Recorded data
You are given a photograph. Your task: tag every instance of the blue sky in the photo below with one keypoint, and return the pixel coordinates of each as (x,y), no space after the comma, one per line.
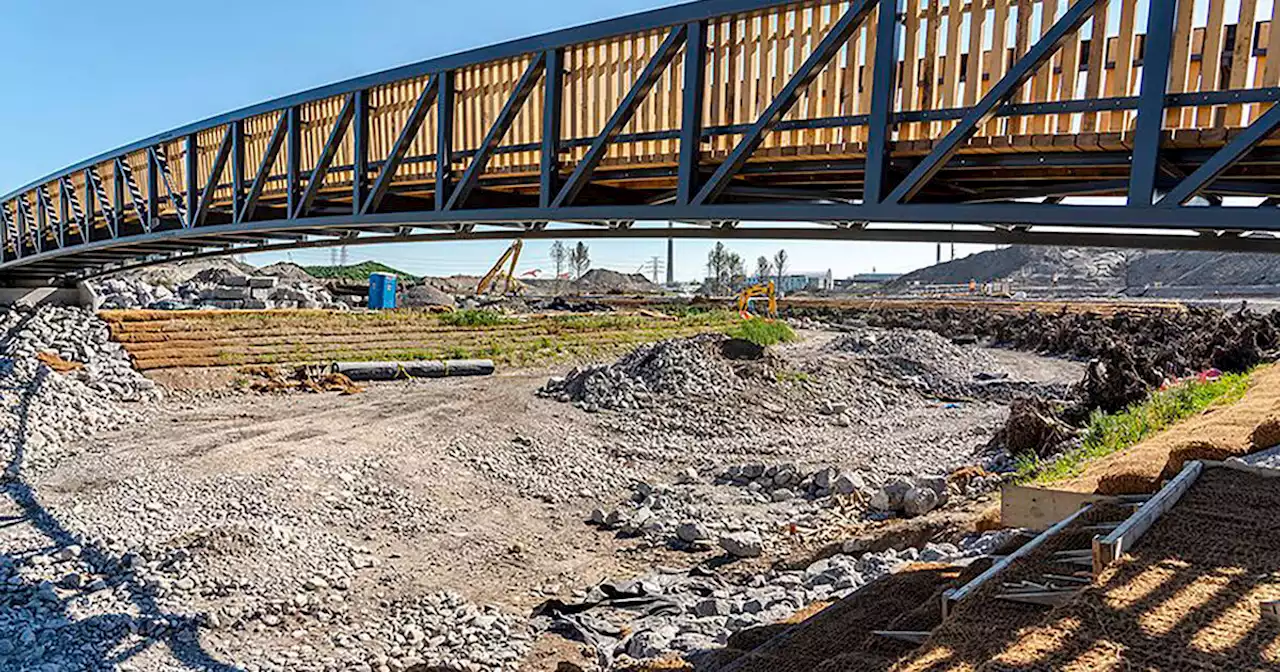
(82,77)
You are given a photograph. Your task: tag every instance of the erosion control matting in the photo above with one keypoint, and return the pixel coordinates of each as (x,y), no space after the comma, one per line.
(1187,598)
(840,636)
(981,625)
(1219,433)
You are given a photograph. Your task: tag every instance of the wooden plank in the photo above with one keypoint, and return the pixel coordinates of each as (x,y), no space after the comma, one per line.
(1048,598)
(1097,63)
(910,83)
(1119,82)
(864,91)
(951,67)
(1179,65)
(1038,508)
(973,71)
(1110,548)
(910,636)
(1016,126)
(997,62)
(1271,74)
(959,594)
(1266,472)
(1070,72)
(928,68)
(1211,59)
(1042,83)
(1240,56)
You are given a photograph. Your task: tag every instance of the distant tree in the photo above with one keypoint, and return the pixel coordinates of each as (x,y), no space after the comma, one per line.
(763,269)
(580,259)
(780,266)
(560,256)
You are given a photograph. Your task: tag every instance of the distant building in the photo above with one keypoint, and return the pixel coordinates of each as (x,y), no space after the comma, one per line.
(863,279)
(799,282)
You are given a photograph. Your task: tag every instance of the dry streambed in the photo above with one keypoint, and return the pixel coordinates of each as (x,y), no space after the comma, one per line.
(421,521)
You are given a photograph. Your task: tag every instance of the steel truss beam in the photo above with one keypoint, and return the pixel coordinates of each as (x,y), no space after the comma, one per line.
(1225,158)
(653,69)
(1022,71)
(499,128)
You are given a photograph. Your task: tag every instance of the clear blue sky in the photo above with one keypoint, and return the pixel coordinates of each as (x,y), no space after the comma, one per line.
(82,77)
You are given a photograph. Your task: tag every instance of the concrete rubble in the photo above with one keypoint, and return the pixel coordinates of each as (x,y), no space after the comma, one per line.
(215,288)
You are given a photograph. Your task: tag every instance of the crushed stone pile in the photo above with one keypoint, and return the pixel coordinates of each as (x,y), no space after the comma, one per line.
(695,611)
(682,368)
(215,288)
(42,408)
(922,359)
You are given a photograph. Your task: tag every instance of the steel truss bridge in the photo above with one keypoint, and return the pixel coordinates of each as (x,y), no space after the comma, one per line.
(970,120)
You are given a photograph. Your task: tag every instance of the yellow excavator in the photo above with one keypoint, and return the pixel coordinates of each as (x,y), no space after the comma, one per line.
(755,293)
(488,280)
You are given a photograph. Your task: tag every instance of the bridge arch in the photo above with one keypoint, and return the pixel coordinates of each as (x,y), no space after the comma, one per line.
(823,119)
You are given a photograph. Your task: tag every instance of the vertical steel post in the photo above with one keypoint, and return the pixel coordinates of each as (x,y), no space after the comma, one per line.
(237,168)
(118,192)
(553,110)
(883,83)
(360,149)
(192,167)
(152,191)
(691,114)
(1151,101)
(293,160)
(443,140)
(90,215)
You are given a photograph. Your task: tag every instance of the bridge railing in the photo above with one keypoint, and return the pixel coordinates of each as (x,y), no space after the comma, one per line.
(654,101)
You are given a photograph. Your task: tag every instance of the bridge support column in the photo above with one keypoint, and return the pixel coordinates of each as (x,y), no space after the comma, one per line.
(18,296)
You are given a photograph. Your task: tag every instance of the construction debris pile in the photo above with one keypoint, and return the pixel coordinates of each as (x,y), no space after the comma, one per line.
(695,611)
(44,410)
(214,288)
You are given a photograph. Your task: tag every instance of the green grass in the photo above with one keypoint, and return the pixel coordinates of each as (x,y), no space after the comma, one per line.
(475,318)
(763,332)
(357,272)
(1110,433)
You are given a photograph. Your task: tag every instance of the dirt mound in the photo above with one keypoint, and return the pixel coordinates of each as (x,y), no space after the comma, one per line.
(677,368)
(611,282)
(1266,434)
(1216,434)
(1033,428)
(426,295)
(924,357)
(1101,268)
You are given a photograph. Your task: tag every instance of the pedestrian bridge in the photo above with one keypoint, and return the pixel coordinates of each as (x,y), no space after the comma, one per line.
(1091,122)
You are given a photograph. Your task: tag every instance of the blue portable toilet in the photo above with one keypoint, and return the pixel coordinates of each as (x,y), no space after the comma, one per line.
(382,291)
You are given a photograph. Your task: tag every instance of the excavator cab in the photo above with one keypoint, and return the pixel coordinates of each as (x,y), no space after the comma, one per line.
(488,282)
(758,300)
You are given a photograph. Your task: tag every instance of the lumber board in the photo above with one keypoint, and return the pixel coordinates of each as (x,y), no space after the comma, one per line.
(912,636)
(1038,508)
(1110,548)
(959,594)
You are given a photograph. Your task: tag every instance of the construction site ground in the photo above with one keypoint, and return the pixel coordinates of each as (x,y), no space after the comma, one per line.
(417,474)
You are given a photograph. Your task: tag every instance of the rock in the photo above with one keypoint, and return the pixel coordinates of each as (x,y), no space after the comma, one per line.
(713,607)
(690,533)
(919,501)
(849,484)
(743,544)
(890,497)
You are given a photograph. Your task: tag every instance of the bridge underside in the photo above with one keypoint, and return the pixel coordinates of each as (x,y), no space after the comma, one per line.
(731,119)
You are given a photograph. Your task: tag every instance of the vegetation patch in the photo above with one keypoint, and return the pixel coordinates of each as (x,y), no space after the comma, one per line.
(1111,433)
(763,332)
(475,318)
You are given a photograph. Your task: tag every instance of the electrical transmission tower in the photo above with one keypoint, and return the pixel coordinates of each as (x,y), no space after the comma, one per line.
(654,265)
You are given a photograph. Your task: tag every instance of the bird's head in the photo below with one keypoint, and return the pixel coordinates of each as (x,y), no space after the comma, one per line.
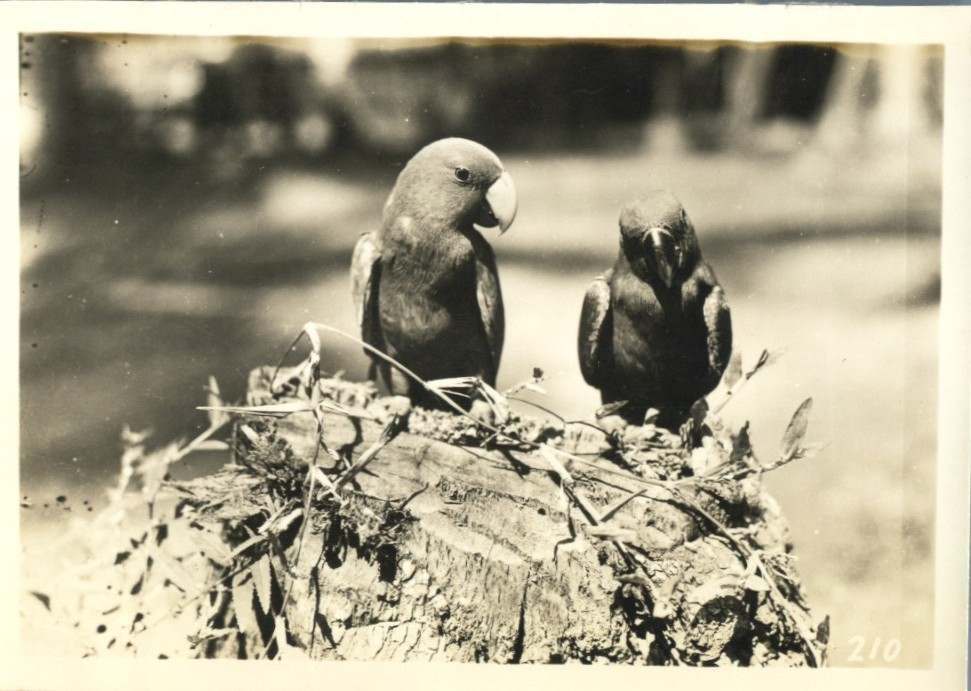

REQUEST:
Strip out the pictures and quote the remaining data word for word.

COMPLETE OUTPUT:
You are given a photograph. Your task: tag every instance of the blue sky in the photo below with one keypoint, and return the pixel coordinates of each as (x,y), no space after the comma, one per line.
(82,77)
You are given a photograph. Your task: tag every instance of the erosion control matting in the photo above with one keypoint, and return the pixel coordinates of each as (x,y), no space after the comma, one per line.
(1187,598)
(840,636)
(981,625)
(1219,433)
You are given a photograph. Your task: tag every instance of the wooden plank in the photo above with one keypoint, and return the pixel coordinates of each as (x,y), no space after the comma, one per line.
(1048,598)
(1097,63)
(910,83)
(1119,82)
(864,91)
(951,67)
(1179,65)
(1038,508)
(973,71)
(1110,548)
(910,636)
(1016,126)
(997,62)
(1271,74)
(959,594)
(1266,472)
(1070,72)
(928,68)
(1211,59)
(1042,83)
(1240,56)
You are given a photograph. Your task: tag every instance of the distant tree in the photo above with one keypoint, and return the pixel coordinates of each as (x,y), no space after the comma, one per line.
(763,269)
(580,259)
(780,266)
(560,256)
You are given a photograph. Your task: tag every instance of the distant building in the photo above with one keypoint, and return the pixel coordinates of each as (x,y), no space after the comma, one per line.
(863,279)
(799,282)
You are given a photograph. Your task: tag every instance of the dry streambed in the photo above with one keypoint, and return the pixel coordinates of each as (x,y), no space after the comma, one per line.
(421,521)
You are given a photograph. Your task: tag every instance of the steel truss beam in the photo above with one keypoint, and return the pixel coordinates of each as (x,y), no space after the comma, one per line.
(1225,158)
(653,69)
(1022,71)
(499,128)
You are given a photograph. Your task: tag every instance of the clear blue sky in the photo above with one keypoint, and return the pixel coordinates of each as (x,y), no space after the comma, one per line.
(82,77)
You are given a photograph. Your task: tag every instance of the concrete rubble in the photo above with one keypoint, and return the pixel coordinates of each as (x,y), no space after the comma, one per line.
(215,288)
You are given a photograph. Your task: tag every instance of the crushed stone pile in the photo above with one keypoint, and return the pixel coordinates of each as (x,y), no space after the comma, one per line.
(695,611)
(682,368)
(215,288)
(42,408)
(922,359)
You are given a photograph. Your task: tag every instance of the steel truss bridge in the photo above with one keypoint, and return the pixel coordinates of each as (x,y), no space after the comma, one per line.
(970,120)
You are given a photograph. Your task: tag every instance of the yellow excavator in the photo above with one keypoint, and return the pixel coordinates of each as (x,y), no space after the comma, one per line.
(755,293)
(488,280)
You are given a photograph. Your task: tag every instance of the bridge arch in the photo above with one keypoint, and return the pixel coordinates of each as (x,y), no space after the comma, one per line.
(823,119)
You are given a photograph. Your task: tag every instance of the vertical steel post in the photo above with one keypoint, and return the pixel coordinates of each as (x,y), no space after the comma, one per line.
(237,168)
(118,192)
(553,110)
(883,83)
(360,149)
(192,167)
(152,191)
(691,114)
(1151,101)
(293,160)
(443,140)
(90,215)
You are given a photograph. Your task: tag every instance of the bridge railing in the photo above with one keypoint, and return the pixel coordinates of each as (x,y), no space after the comma, one per line.
(654,101)
You are given a photograph. Your task: tag every instance of the bridge support column in the photo above with one keypoint, and return the pixel coordinates of each as (x,y), no space after the comma, one per line.
(18,296)
You are given a photograph. Your task: tag every instance of the construction debris pile in the photo above with one keypoint, and return the pixel coordinates of each as (x,y), no space after the comma, one per line.
(695,611)
(44,410)
(214,288)
You are given a photograph. Your task: tag every instance of the green grass in the photo above with one keypoint, and return the pixel coordinates of each as (x,y), no space after the comma, one per line.
(475,318)
(763,332)
(357,272)
(1110,433)
You are given a photograph. Your task: tag every instance of the dirt mound in the photo above with one keypoint, and return the pixel coordinates of each as (x,y), no space after the comma, one per line.
(677,368)
(611,282)
(1266,434)
(1216,434)
(1033,428)
(426,295)
(924,357)
(1101,268)
You are given a photograph. Your task: tag every instance of the pedestrian bridge in the photo above with one keypoint, and return the pixel coordinates of each as (x,y), no space after the comma, one per line.
(1091,122)
You are given a photograph. Your task: tag every instance of the blue portable toilet in the photo above with one keypoint, and return the pixel coordinates of each as (x,y), no space after the comma, one per line.
(382,291)
You are given a photograph. Your task: tag every instance of the excavator cab in the photo above with one keypoint, and return the pixel coordinates of each as (x,y), no space after the comma, one per line.
(488,282)
(758,300)
You are given a photograph. Your task: tag every instance of the lumber board in the photo above with one keypoint, and return the pixel coordinates of each as (x,y), no space after the comma, one per line.
(912,636)
(1038,508)
(1110,548)
(959,594)
You are given a photograph. Your task: tag every instance of the construction site ground in the photo above with one keypoint, and return the pixel coordinates of each as (x,y), no space after the comma, one per line.
(417,474)
You are given a photograph. Your task: tag every instance of the rock in the photo above with one keypoint, and return the pixel coordinates of each as (x,y), no space after the comma, one per line.
(713,607)
(690,533)
(919,501)
(849,484)
(743,544)
(890,497)
You are given a photograph. Your task: tag every instance of the bridge underside in the photo above with one keypoint, and return the pixel coordinates of each as (x,y), no space after the comma, one per line.
(731,119)
You are given a photograph. Your task: tag every instance of the vegetation patch in the photo above with one keypoint, and return the pixel coordinates of each as (x,y), no space after the comma, one per line.
(1111,433)
(763,332)
(475,318)
You are given a photograph. Your task: tag every instance of the electrical transmission tower in the photo above with one keypoint, and return the pixel coordinates of each as (x,y), no space after the comma, one per line.
(654,265)
You are given a photograph. Your task: tag every instance of the bird's head in the photo below with one keypoint, and return the pixel coordinates of each as (x,y), no space after the comma, one per line.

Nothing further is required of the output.